→ **Objective**:
Could you transcribe each of the records below verbatim, keeping every character and line unchanged?

→ **Entries shown**:
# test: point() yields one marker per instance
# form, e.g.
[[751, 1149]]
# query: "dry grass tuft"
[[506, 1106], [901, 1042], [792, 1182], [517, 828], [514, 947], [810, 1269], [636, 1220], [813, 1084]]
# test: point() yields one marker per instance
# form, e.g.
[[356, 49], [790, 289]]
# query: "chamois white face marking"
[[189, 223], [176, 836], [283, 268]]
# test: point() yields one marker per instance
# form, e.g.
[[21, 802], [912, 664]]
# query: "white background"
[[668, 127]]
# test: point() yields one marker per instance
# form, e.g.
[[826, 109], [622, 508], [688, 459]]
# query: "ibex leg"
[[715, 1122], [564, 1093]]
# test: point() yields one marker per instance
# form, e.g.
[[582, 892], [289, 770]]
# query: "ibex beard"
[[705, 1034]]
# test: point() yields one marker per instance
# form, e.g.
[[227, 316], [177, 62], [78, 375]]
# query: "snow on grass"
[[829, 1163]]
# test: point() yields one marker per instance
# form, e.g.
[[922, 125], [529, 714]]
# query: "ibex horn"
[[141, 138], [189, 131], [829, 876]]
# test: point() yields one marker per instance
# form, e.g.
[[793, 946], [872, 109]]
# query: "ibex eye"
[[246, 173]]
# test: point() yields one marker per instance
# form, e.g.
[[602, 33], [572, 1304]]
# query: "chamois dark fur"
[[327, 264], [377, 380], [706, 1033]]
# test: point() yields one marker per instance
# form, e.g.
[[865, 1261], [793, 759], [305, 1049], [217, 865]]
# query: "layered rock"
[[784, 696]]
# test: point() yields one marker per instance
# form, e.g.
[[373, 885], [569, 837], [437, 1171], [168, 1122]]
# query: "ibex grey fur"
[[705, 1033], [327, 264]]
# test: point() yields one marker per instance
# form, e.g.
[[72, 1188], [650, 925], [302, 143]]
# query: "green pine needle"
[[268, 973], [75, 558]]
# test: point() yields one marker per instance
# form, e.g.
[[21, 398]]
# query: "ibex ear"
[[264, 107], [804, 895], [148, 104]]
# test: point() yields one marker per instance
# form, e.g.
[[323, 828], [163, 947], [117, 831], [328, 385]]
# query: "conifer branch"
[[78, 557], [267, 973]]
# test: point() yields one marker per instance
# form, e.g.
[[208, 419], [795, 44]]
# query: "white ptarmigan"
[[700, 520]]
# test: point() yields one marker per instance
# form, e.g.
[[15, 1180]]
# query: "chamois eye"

→ **Output of the task**:
# test: point() yields one marker per instance
# form, e.g.
[[751, 1149]]
# query: "dry grass tuft"
[[506, 1106], [901, 1042], [792, 1182], [517, 828], [514, 947], [810, 1269], [636, 1220], [813, 1084]]
# test: point() yields one marker per instance
# form, e.g.
[[356, 49], [790, 289]]
# query: "chamois white face marking"
[[189, 223], [176, 836], [283, 268]]
# test: point() yields one marker per instance
# form, e.g.
[[21, 802], [912, 664]]
# query: "white background"
[[668, 127]]
# test: point() yields one marker per instance
# form, e.g.
[[826, 109], [622, 508], [688, 459]]
# query: "ibex leg"
[[715, 1122], [564, 1093]]
# test: point() yields one marker per instance
# form, e.g.
[[582, 892], [289, 770]]
# query: "ibex beard"
[[705, 1034]]
# test: point() yields one marker per instance
# form, e.g.
[[227, 316], [177, 62], [78, 375]]
# query: "snow on grass"
[[829, 1163]]
# test: point() yields one marker per instance
# form, e.g.
[[922, 125], [529, 714]]
# query: "ibex horn"
[[141, 138], [189, 131], [829, 876]]
# test: point() yields one marker per instance
# form, e.g.
[[793, 946], [872, 109]]
# query: "ibex eye"
[[246, 173]]
# test: point() yields one marker per instance
# form, e.g.
[[602, 33], [572, 1304]]
# query: "chamois dark fur"
[[327, 264], [377, 380], [706, 1033]]
# test: point() yields one marker per instance
# form, e.g.
[[865, 1261], [793, 759], [305, 1049], [217, 865]]
# query: "layered rock"
[[784, 696]]
# test: point() yields one marker per instance
# form, e.g.
[[373, 885], [569, 837], [437, 1171], [168, 1122]]
# query: "ibex grey fur"
[[705, 1033], [327, 264]]
# test: point() yields one marker per instance
# form, e.g.
[[72, 1188], [650, 925], [302, 143]]
# query: "green pine needle"
[[268, 973], [75, 558]]
# test: point() yields one marker per instance
# form, e.g.
[[21, 398]]
# query: "ibex ear"
[[264, 107], [804, 895], [148, 104]]
# test: point() yields one marker per instance
# form, e.g.
[[323, 828], [163, 947], [117, 831], [328, 385]]
# query: "conifer branch"
[[78, 557], [267, 973]]
# test: point() yields one marker per instance
# form, e.g.
[[208, 419], [795, 44]]
# query: "white ptarmigan"
[[700, 520]]
# test: point() yields one marker per instance
# form, e.g.
[[15, 1180]]
# query: "chamois eye"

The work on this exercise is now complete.